**Short exercise:**
Gather every line of the material below that contains the string "glass", and copy each one out in full.

**Information provided:**
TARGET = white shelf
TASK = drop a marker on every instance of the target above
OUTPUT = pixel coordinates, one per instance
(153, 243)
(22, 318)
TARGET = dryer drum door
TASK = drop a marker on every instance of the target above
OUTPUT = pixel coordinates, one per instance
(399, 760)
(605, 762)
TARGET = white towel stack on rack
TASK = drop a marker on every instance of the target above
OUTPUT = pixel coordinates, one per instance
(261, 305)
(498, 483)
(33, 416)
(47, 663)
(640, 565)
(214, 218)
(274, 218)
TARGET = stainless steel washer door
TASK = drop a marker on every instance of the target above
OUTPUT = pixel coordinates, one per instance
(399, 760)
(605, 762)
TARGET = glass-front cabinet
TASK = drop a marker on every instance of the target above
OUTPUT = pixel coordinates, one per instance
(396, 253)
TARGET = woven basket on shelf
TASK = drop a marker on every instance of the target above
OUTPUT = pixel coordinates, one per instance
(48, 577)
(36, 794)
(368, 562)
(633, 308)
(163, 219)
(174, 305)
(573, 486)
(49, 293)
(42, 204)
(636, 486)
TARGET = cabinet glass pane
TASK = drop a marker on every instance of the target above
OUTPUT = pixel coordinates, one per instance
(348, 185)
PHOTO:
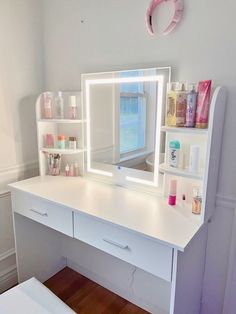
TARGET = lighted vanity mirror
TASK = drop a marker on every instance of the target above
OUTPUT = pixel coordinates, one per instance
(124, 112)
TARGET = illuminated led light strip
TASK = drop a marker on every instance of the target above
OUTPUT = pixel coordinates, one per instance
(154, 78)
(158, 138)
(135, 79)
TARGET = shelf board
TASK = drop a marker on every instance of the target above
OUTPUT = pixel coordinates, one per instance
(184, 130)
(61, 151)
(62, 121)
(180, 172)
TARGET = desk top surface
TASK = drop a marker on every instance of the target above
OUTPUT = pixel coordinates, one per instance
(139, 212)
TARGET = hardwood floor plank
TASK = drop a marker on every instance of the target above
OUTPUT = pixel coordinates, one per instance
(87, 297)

...

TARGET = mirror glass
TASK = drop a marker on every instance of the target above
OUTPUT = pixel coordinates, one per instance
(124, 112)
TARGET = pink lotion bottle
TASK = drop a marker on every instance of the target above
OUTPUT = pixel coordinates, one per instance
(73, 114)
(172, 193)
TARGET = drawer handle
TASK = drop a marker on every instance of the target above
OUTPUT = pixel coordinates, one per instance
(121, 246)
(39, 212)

---

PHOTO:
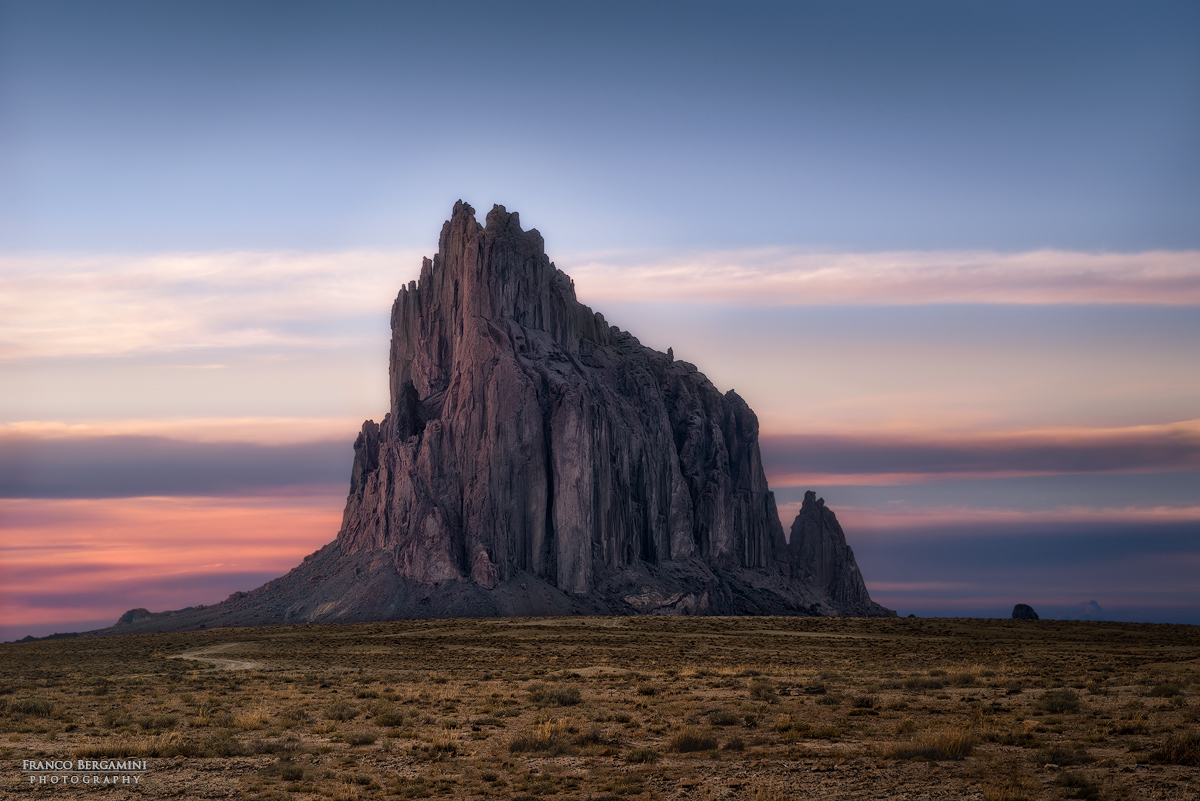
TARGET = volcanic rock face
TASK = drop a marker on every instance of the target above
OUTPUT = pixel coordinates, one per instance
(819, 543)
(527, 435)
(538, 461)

**Final result:**
TARGET = glass-front cabinet
TARGET = cabinet glass pane
TARGET = mirror glass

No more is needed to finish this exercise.